** Start EXTRACTED RECORDS **
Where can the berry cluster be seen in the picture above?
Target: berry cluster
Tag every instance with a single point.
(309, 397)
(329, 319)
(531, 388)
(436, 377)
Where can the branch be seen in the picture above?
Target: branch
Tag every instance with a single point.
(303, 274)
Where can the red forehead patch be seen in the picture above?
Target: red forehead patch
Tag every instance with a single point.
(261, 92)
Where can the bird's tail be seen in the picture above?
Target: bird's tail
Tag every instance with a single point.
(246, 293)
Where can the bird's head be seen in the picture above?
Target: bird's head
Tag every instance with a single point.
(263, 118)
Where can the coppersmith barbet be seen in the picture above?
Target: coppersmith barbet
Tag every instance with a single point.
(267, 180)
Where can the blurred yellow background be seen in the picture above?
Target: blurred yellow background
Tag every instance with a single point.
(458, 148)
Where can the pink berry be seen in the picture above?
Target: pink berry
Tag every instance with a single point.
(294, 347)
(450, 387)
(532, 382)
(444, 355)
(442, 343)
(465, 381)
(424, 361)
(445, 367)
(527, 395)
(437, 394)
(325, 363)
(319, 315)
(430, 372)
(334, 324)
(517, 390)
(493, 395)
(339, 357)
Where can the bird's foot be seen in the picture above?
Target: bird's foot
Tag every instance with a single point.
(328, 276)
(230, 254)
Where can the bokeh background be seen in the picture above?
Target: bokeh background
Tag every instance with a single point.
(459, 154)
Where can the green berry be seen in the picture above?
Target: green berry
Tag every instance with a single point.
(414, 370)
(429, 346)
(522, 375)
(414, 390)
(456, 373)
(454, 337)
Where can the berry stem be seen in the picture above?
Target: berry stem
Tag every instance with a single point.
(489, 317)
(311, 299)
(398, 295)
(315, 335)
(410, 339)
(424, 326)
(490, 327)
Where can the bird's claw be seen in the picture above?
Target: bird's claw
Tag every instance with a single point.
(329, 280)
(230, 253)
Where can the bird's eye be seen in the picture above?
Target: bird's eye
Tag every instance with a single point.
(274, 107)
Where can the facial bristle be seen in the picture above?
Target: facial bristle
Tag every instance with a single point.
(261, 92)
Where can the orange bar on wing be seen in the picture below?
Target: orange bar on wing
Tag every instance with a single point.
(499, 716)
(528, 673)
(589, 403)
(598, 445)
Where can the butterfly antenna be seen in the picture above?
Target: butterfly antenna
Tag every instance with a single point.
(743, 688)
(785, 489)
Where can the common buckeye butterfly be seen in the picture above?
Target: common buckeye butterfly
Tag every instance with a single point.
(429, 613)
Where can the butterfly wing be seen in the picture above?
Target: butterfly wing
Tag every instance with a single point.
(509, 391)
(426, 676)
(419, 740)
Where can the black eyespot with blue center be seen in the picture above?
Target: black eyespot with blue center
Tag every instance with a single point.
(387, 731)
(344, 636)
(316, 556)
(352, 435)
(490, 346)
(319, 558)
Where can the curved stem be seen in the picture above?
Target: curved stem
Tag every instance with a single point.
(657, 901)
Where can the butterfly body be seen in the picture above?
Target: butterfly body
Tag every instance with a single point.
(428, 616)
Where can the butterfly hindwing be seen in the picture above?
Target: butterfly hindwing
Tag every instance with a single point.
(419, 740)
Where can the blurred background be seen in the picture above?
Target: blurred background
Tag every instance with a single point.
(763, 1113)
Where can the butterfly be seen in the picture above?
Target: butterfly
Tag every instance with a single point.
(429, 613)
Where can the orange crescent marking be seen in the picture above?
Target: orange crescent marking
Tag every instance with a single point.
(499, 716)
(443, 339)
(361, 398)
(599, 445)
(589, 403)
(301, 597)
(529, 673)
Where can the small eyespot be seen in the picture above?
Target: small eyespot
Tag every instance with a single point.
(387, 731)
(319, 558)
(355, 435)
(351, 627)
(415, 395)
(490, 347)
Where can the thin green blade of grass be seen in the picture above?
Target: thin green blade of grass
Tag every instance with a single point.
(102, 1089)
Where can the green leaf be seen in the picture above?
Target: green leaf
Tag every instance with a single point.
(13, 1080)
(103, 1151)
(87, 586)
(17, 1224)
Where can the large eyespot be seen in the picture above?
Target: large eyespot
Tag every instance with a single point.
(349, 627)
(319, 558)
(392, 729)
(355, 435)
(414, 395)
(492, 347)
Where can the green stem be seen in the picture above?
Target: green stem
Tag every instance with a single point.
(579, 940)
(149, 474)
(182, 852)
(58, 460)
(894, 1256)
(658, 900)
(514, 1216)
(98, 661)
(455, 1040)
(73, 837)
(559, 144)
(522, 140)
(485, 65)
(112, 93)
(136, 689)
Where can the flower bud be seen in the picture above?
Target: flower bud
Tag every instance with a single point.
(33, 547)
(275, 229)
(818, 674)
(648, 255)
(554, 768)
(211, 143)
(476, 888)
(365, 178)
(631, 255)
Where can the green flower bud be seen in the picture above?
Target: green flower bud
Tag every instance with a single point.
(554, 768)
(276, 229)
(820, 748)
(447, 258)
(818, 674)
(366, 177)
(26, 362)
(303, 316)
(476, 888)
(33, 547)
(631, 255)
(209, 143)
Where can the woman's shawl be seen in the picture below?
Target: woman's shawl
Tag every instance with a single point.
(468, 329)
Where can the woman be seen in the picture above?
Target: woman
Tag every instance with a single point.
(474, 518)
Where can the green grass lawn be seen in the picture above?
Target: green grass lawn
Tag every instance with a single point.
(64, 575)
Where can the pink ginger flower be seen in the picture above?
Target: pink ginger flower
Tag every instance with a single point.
** End EXTRACTED RECORDS **
[DIRECTIVE]
Quote only the lines from the one containing "Where can the small" through the final line of the records, with both ends included.

[RESULT BELOW]
Where can the small eyespot be seen in the picture above?
Target: small eyespot
Tag every instance with a single point.
(387, 731)
(319, 558)
(355, 435)
(351, 627)
(415, 395)
(490, 347)
Where can the thin green blade of grass be seen in the picture above?
Target: thin green blade of grass
Tag every instance with a single point.
(102, 1089)
Where can the green leaf be seen in the picture above?
Target: green leaf
Tag every instance with a single point.
(13, 1080)
(103, 1151)
(87, 586)
(17, 1224)
Where can the large eyespot be seen in the picture above?
Target: large eyespot
Tag every instance with a single point.
(349, 627)
(319, 558)
(392, 729)
(355, 435)
(414, 395)
(492, 347)
Where can the green stem be seen in the picture above?
Target: green stem
Tag every instance with a single point.
(579, 940)
(149, 474)
(182, 852)
(58, 460)
(894, 1256)
(658, 900)
(514, 1216)
(98, 661)
(455, 1040)
(73, 837)
(559, 144)
(522, 140)
(485, 65)
(112, 93)
(136, 689)
Where can the flower bud be seen in the picture above?
Target: flower bud
Tag every instance with a single point.
(33, 547)
(275, 229)
(818, 674)
(648, 255)
(554, 768)
(211, 143)
(476, 888)
(365, 178)
(631, 255)
Where can the green flower bud be seen in the picture above?
Target: green flower bud
Tag every instance with a single point.
(554, 768)
(276, 229)
(820, 748)
(447, 258)
(818, 674)
(366, 177)
(26, 362)
(303, 316)
(476, 888)
(33, 547)
(631, 255)
(209, 143)
Where can the woman's shawl be seen in the picture below?
Target: woman's shawl
Tag every instance with a single point.
(468, 329)
Where can the woman be seen in the picture above?
Target: woman
Tag every instance with a single point.
(474, 518)
Where can the green grass lawn be seen in the picture above?
Target: green grass lawn
Tag every instance with a single point.
(64, 575)
Where can the pink ginger flower be seen in the picture above?
Target: pink ginger flower
Tag every instance with a single point.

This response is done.